### [REQUIRED TASK]
Put every line of the items below into a JSON list of strings, one string per line, leaving out blank lines.

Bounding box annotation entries
━━━━━━━━━━━━━━━━━━━━
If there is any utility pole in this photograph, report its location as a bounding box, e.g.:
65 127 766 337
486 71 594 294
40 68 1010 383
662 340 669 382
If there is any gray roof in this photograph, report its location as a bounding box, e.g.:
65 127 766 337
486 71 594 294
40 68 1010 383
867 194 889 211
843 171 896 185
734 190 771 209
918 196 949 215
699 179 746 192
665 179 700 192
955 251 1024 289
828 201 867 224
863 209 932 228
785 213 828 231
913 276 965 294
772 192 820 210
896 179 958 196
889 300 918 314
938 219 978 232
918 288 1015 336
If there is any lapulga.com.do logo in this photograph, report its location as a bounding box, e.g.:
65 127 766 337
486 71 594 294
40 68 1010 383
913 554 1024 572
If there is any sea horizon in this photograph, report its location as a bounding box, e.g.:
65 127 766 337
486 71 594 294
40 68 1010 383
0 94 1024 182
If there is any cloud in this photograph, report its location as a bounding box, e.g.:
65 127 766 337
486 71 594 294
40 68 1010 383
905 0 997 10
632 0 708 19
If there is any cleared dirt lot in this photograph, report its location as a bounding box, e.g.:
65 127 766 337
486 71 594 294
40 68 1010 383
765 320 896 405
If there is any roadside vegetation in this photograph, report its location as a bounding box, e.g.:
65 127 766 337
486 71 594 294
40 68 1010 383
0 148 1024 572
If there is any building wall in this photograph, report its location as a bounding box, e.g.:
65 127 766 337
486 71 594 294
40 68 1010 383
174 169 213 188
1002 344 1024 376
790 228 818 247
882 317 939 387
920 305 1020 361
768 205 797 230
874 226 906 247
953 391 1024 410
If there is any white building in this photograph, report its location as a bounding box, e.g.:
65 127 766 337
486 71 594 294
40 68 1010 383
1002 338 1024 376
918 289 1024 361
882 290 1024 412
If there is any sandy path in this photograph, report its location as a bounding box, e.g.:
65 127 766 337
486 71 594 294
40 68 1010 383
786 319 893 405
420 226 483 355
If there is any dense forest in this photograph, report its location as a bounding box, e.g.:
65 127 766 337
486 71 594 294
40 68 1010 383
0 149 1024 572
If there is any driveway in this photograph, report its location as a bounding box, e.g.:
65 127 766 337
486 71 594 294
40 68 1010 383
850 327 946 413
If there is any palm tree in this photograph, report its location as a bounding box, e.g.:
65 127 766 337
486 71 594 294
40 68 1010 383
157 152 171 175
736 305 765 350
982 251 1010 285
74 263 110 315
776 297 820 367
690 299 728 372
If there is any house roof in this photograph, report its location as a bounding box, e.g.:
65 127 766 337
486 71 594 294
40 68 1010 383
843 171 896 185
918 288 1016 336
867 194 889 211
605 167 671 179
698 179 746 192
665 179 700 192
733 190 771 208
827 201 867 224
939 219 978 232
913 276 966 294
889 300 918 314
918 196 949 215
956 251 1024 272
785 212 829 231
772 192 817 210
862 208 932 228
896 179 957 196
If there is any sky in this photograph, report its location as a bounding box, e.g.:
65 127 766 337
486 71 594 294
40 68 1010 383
━━━━━━━━━━━━━━━━━━━━
### [OUTPUT]
[
  "If there is any utility pole in this photograph, report its location as a bounding box, e.g.:",
  "65 127 766 337",
  "486 71 594 294",
  "40 68 1010 383",
  "662 340 669 382",
  "If there is any gray roof in this photograph, report its location as a bounding box, e.g.:",
  "65 127 766 337",
  "486 71 594 294",
  "40 68 1010 383",
  "867 194 889 211",
  "843 171 896 185",
  "734 190 771 209",
  "918 196 949 215",
  "699 179 746 192",
  "665 179 700 192",
  "955 251 1024 289",
  "828 201 867 224",
  "863 209 932 228",
  "785 213 828 231",
  "913 276 965 294",
  "772 192 820 210",
  "896 179 958 196",
  "889 300 918 314",
  "938 219 978 232",
  "918 288 1015 336",
  "If there is any lapulga.com.do logo in this photograph, report its location as a bounding box, e.g.:",
  "65 127 766 337",
  "486 71 594 294",
  "40 68 1010 383",
  "913 554 1024 572",
  "If there is any sea horizon in this photograph, report its location as a bounding box, e.g.:",
  "65 127 766 337",
  "486 71 594 294",
  "40 68 1010 383",
  "0 94 1024 182",
  "If there is any cloud in this photograph, report its location as a bounding box, e.g.:",
  "65 127 766 337",
  "486 71 594 294",
  "40 68 1010 383",
  "905 0 997 10",
  "632 0 708 19",
  "If there is any cleared dirt lot in this photograph, report its location as a bounding box, e.g.:",
  "65 127 766 337",
  "486 71 594 294",
  "40 68 1010 383",
  "765 320 896 405",
  "If there is any roadside vegetation in this photograph, report its location as a bounding box, e.g.:",
  "65 127 766 337",
  "486 71 594 294",
  "40 68 1010 383",
  "0 148 1024 572",
  "If there is any building wall in this photograph, report its location as a bounding box, e.g.:",
  "65 127 766 337",
  "486 71 594 294",
  "40 68 1010 383",
  "174 169 213 188",
  "1002 344 1024 376",
  "790 228 818 247",
  "882 317 939 387",
  "920 305 1020 361",
  "768 205 797 230",
  "874 226 906 247",
  "953 391 1024 410",
  "If there is any white building in this photograph, report its location as a bounding box, e.g.:",
  "65 127 766 337",
  "486 71 594 294",
  "40 68 1010 383",
  "1002 338 1024 376",
  "918 289 1024 361",
  "882 290 1024 412",
  "If there is any sandy path in this photograph, report its location as a bounding box, e.g.:",
  "65 127 766 337",
  "486 71 594 294",
  "40 68 1010 383",
  "786 319 893 405",
  "420 226 483 355",
  "If there is any dense forest in this photograph, report its location as a bounding box, e.g.:",
  "65 127 766 337",
  "486 71 594 294",
  "40 68 1010 383",
  "0 149 1024 572",
  "If there is any driveway in this photograph, report its location as a bounding box, e.g.:",
  "65 127 766 337",
  "486 71 594 294",
  "40 68 1010 383",
  "850 327 946 413",
  "If there is any palm tree in this photograph, report its location as a bounding box, e.g.:",
  "65 127 766 337",
  "486 71 594 294",
  "40 68 1010 383",
  "157 152 171 175",
  "736 305 765 350",
  "982 251 1010 285",
  "74 263 110 315",
  "776 297 820 367",
  "690 299 728 372",
  "If there is any house roof in this photograph, report its location as a bounding box, e.g.:",
  "65 127 766 337",
  "486 71 594 294",
  "40 68 1010 383",
  "843 171 896 185",
  "918 288 1016 336",
  "867 194 889 211",
  "605 167 671 179",
  "698 179 746 192",
  "665 179 700 192",
  "733 190 771 208",
  "827 201 867 224",
  "939 219 978 232",
  "913 276 966 294",
  "889 300 918 314",
  "918 196 949 215",
  "956 251 1024 272",
  "785 212 829 231",
  "772 192 817 210",
  "862 208 932 228",
  "896 179 957 196",
  "If there is any sky in this photograph, report its location as a bounding box, e.g.:",
  "65 127 766 337",
  "486 71 594 294",
  "40 68 1010 383"
]